▶ [Material for this exercise]
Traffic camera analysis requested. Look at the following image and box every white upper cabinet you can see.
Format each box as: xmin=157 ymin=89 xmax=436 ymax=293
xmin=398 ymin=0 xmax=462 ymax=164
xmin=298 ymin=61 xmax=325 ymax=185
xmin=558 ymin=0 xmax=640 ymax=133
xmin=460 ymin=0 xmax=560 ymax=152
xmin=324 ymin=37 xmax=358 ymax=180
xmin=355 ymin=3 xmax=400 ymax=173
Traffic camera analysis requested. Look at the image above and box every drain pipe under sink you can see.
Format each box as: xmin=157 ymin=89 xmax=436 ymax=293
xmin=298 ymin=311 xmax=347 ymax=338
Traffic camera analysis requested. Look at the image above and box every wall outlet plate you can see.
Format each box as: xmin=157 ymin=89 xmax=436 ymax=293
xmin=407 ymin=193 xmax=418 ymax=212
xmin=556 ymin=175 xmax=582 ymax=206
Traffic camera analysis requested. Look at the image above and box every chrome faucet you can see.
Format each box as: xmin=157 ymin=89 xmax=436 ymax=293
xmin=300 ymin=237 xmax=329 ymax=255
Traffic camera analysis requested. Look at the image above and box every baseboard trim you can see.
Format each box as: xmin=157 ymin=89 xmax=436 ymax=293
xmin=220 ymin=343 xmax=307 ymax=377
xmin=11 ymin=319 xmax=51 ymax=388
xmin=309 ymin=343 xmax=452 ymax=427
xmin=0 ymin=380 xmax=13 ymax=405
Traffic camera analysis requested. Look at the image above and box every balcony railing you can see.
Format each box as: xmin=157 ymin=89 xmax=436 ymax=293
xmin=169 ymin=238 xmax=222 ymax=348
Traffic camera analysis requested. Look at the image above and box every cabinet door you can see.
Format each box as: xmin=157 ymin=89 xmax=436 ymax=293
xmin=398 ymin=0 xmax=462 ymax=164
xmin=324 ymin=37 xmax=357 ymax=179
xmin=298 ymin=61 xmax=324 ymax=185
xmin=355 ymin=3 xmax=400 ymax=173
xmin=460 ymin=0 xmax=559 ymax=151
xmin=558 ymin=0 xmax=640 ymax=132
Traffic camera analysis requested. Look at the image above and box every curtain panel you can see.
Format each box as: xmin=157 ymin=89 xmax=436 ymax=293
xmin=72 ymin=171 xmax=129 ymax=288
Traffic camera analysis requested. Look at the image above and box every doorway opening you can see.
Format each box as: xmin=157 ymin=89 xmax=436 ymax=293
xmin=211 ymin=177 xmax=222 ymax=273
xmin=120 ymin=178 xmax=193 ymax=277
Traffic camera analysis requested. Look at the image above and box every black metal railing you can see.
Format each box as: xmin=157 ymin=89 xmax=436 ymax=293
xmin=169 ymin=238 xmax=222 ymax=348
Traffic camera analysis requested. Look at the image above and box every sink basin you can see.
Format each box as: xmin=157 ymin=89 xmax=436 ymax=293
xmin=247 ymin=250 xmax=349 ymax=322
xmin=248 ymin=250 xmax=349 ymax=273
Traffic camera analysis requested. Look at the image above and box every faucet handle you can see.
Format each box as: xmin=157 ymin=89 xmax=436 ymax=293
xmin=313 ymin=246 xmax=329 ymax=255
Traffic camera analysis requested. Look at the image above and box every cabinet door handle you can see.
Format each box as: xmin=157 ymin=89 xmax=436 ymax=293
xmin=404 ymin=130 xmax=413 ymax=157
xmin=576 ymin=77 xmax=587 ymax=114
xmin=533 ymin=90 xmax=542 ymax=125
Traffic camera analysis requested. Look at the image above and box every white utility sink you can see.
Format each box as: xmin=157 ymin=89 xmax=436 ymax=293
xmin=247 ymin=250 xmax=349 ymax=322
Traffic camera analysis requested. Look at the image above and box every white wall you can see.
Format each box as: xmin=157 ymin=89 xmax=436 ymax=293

▶ [Given exercise] Swap "box every" for "outline every" throughout the records above and give them back in full with nothing else changed.

▶ [Right answer]
Traffic camera analysis requested. Look at the following image and outline every white upper cabinet you can see.
Format each box as: xmin=157 ymin=89 xmax=436 ymax=293
xmin=398 ymin=0 xmax=462 ymax=164
xmin=298 ymin=61 xmax=325 ymax=185
xmin=558 ymin=0 xmax=640 ymax=133
xmin=460 ymin=0 xmax=560 ymax=152
xmin=324 ymin=37 xmax=358 ymax=180
xmin=355 ymin=3 xmax=400 ymax=173
Traffic camera analysis requested. Look at the image above and outline every drain pipe under sink you can see.
Format each box as: xmin=157 ymin=89 xmax=436 ymax=293
xmin=298 ymin=311 xmax=347 ymax=338
Traffic camera analysis requested. Look at the image above and outline every wall outlet plate you can see.
Format each box as: xmin=157 ymin=89 xmax=436 ymax=293
xmin=407 ymin=193 xmax=418 ymax=212
xmin=556 ymin=175 xmax=582 ymax=206
Traffic camera analysis requested. Look at the image above and outline every chrome faucet you can see.
Format each box as: xmin=157 ymin=89 xmax=436 ymax=293
xmin=300 ymin=237 xmax=329 ymax=255
Traffic camera analysis requested. Look at the image above and outline every baseboard trim you can see.
Format each box as: xmin=157 ymin=89 xmax=436 ymax=293
xmin=220 ymin=343 xmax=307 ymax=377
xmin=11 ymin=319 xmax=51 ymax=388
xmin=309 ymin=343 xmax=452 ymax=427
xmin=0 ymin=380 xmax=13 ymax=405
Traffic camera analysis requested. Look at the image above and outline every balcony railing you can see.
Format each box as: xmin=157 ymin=89 xmax=436 ymax=293
xmin=169 ymin=238 xmax=222 ymax=348
Traffic camera analysis requested. Look at the image above and outline every cabinet door you can see.
Format each box as: xmin=157 ymin=89 xmax=436 ymax=293
xmin=398 ymin=0 xmax=462 ymax=164
xmin=324 ymin=37 xmax=357 ymax=179
xmin=298 ymin=61 xmax=324 ymax=185
xmin=355 ymin=3 xmax=400 ymax=173
xmin=460 ymin=0 xmax=559 ymax=151
xmin=558 ymin=0 xmax=640 ymax=132
Traffic camera analysis requested. Look at the image above and outline every curtain panel you can see.
Format each box as: xmin=157 ymin=89 xmax=436 ymax=293
xmin=72 ymin=171 xmax=129 ymax=288
Traffic camera analysis requested. Look at the image above and outline every doorway opening you can see.
Format each box as: xmin=157 ymin=89 xmax=436 ymax=293
xmin=211 ymin=177 xmax=222 ymax=273
xmin=120 ymin=178 xmax=193 ymax=277
Traffic camera analysis requested. Look at the image above and outline every black metal railing you can see.
Format each box as: xmin=157 ymin=89 xmax=436 ymax=293
xmin=169 ymin=238 xmax=222 ymax=348
Traffic camera analysis requested. Look at the image above and outline every sink basin you can see.
Format each box as: xmin=157 ymin=89 xmax=436 ymax=293
xmin=247 ymin=250 xmax=349 ymax=322
xmin=248 ymin=250 xmax=349 ymax=273
Traffic camera analysis requested. Look at the image above and outline every faucet handle you can see.
Format each box as: xmin=157 ymin=89 xmax=436 ymax=293
xmin=313 ymin=246 xmax=329 ymax=255
Traffic camera analysis requested. Look at the image above and outline every cabinet door handle you can see.
Format each box as: xmin=157 ymin=89 xmax=436 ymax=293
xmin=404 ymin=130 xmax=413 ymax=157
xmin=576 ymin=77 xmax=587 ymax=114
xmin=533 ymin=90 xmax=542 ymax=125
Traffic camera analysis requested. Look at the image above and outline every white utility sink you can see.
Format each box as: xmin=157 ymin=89 xmax=436 ymax=293
xmin=247 ymin=250 xmax=349 ymax=322
Traffic camera analysis requested. Look at the image above and outline every white wall you can see.
Format each box as: xmin=157 ymin=89 xmax=436 ymax=293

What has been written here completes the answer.